[Rows from a pointing dataset]
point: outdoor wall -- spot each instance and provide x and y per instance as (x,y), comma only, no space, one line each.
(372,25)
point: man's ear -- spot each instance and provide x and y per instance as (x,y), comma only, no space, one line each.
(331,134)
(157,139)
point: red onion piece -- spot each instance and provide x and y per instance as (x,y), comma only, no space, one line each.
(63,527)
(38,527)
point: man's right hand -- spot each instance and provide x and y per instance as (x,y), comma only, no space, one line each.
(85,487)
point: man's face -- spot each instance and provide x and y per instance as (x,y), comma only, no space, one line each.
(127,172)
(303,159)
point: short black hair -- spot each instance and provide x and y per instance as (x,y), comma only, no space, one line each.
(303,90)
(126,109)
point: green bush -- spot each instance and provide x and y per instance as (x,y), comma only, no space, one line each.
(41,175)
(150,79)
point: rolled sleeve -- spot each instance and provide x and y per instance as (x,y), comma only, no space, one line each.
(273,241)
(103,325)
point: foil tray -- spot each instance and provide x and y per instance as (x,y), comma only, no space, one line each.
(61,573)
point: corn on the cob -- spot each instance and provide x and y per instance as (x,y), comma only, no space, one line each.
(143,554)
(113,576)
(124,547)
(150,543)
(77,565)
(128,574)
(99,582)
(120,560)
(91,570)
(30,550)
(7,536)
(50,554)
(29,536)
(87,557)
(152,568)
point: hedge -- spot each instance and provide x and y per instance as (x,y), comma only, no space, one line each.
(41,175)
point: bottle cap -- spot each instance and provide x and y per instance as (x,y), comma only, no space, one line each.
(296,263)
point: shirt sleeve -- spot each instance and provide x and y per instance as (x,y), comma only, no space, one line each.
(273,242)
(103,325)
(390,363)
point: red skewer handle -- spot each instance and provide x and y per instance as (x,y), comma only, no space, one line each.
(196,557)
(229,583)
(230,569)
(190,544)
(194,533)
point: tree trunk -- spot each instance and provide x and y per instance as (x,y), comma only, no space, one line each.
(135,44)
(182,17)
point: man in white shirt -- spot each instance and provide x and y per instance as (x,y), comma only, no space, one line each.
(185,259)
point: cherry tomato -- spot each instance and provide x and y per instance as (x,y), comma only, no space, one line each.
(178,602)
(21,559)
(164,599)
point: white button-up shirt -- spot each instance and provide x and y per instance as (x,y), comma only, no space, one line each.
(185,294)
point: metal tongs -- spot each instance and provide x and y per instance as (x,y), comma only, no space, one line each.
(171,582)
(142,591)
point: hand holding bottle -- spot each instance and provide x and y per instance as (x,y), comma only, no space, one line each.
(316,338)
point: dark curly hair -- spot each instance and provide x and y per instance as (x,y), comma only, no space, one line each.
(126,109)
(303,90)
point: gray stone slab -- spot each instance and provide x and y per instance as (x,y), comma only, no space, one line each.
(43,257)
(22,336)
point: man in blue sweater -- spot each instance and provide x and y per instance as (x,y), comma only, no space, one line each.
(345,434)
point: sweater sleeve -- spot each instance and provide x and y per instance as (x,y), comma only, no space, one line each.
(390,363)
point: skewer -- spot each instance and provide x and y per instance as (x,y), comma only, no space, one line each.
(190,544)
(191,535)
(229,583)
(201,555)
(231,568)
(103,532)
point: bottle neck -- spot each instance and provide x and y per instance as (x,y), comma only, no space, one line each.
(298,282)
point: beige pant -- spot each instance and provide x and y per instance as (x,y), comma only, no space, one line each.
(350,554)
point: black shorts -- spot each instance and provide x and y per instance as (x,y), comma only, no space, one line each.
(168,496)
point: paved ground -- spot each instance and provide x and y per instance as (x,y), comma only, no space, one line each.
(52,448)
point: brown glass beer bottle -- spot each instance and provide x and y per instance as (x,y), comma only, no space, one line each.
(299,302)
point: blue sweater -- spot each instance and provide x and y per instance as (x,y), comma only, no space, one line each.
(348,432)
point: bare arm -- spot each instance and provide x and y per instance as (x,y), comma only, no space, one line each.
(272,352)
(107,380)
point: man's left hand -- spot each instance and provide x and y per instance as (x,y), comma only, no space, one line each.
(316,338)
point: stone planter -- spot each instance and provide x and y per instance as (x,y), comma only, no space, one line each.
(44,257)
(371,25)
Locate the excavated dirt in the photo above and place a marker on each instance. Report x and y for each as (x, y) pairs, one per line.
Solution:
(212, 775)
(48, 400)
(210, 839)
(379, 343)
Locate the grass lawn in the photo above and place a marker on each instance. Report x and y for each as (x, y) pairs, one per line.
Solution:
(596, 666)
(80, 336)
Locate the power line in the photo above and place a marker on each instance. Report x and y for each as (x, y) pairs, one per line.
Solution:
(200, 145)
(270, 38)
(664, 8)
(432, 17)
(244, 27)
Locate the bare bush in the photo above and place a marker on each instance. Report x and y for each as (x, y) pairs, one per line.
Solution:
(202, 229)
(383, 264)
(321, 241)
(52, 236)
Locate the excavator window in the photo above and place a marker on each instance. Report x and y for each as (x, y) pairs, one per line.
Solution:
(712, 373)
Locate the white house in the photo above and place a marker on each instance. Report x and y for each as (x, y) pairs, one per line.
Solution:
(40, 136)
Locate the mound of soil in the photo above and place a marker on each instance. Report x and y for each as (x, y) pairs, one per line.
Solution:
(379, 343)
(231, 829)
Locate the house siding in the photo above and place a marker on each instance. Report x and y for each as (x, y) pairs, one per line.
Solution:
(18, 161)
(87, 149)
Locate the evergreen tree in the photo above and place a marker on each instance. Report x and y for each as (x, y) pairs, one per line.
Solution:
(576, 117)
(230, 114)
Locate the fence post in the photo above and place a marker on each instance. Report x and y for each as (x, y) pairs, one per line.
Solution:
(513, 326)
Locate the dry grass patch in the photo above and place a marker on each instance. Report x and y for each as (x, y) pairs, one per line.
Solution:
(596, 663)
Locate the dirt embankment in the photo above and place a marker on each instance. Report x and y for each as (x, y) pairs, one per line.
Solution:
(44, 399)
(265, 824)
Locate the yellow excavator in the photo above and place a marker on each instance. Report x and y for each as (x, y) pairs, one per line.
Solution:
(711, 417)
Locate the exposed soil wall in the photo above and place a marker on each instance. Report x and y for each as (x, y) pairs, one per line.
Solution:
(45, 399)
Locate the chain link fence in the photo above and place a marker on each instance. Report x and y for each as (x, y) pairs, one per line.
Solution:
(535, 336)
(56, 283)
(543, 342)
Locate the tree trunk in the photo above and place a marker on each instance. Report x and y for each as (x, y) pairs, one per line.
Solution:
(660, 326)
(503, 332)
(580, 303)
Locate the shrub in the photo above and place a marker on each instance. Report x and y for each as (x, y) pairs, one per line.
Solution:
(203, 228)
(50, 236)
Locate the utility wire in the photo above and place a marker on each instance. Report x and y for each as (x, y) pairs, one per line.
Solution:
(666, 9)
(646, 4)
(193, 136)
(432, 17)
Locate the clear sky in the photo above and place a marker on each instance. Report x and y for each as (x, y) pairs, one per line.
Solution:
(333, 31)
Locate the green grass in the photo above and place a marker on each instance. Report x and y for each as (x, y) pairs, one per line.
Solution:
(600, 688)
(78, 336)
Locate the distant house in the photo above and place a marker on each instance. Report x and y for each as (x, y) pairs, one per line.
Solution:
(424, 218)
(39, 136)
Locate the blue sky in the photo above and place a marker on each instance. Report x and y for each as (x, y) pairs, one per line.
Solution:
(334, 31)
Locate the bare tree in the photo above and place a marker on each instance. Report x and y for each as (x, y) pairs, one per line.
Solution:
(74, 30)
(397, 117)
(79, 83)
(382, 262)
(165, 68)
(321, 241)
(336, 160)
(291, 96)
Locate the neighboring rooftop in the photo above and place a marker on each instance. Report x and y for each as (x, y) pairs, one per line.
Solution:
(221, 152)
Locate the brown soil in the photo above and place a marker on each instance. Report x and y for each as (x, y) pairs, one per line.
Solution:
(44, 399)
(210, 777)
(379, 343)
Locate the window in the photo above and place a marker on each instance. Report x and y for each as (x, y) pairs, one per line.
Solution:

● WHAT TO DO
Copy exactly, and only, the lines from the one containing "Locate the chain" through the last line of the listing.

● WORKED ANSWER
Locate the chain link fence in the photo above and place a marker on each instance. Report x and y for each as (x, y) pairs, one per line.
Solution:
(535, 336)
(56, 283)
(543, 342)
Locate the tree trunk in the photo above and place a marker on each instance. Report x and y for each as (x, y) pairs, one per line.
Solution:
(660, 326)
(503, 332)
(580, 303)
Locate the shrub in the photo above and place a marker on each instance. Report x and y for each as (x, y) pairs, one per line.
Solution:
(203, 228)
(50, 236)
Locate the utility wire in the photo above and place a marker on each instance. Report x and y for each as (x, y) pairs, one per line.
Solution:
(666, 9)
(646, 4)
(193, 136)
(432, 17)
Locate the clear sky in the photo above and place a marker on each instance. Report x and y for each as (x, y) pairs, one per line.
Solution:
(333, 31)
Locate the green grass in the photo above and place a marker on each instance. Report x and y for each as (x, y) pairs, one per line.
Solution:
(600, 688)
(78, 336)
Locate the distant house in the photo above and place a marker on each instance. Report x and y for each as (x, y) pairs, one per line.
Solution:
(424, 218)
(39, 136)
Locate the blue sky in the photo above and place a marker on each instance. Report x and y for each as (x, y) pairs, one per line.
Solution:
(334, 31)
Locate the bare tree in the photo above and place a marker on each instance. Report x and y for each as (x, y) pairs, one per line.
Solution:
(74, 30)
(397, 117)
(79, 83)
(382, 262)
(165, 68)
(321, 241)
(336, 160)
(291, 96)
Locate the neighboring rooftop in the photo above and place a marker on each instance. Report x and y for each as (x, y) pairs, one per line.
Solution:
(221, 152)
Locate the brown soil in the photo above and place a marker on each instance. Report x and y for each as (x, y) pairs, one per line.
Solution:
(44, 399)
(210, 777)
(379, 343)
Locate the window in the photo above and place a marker on each instance. Report x and y for each as (x, y) pairs, one per line.
Solution:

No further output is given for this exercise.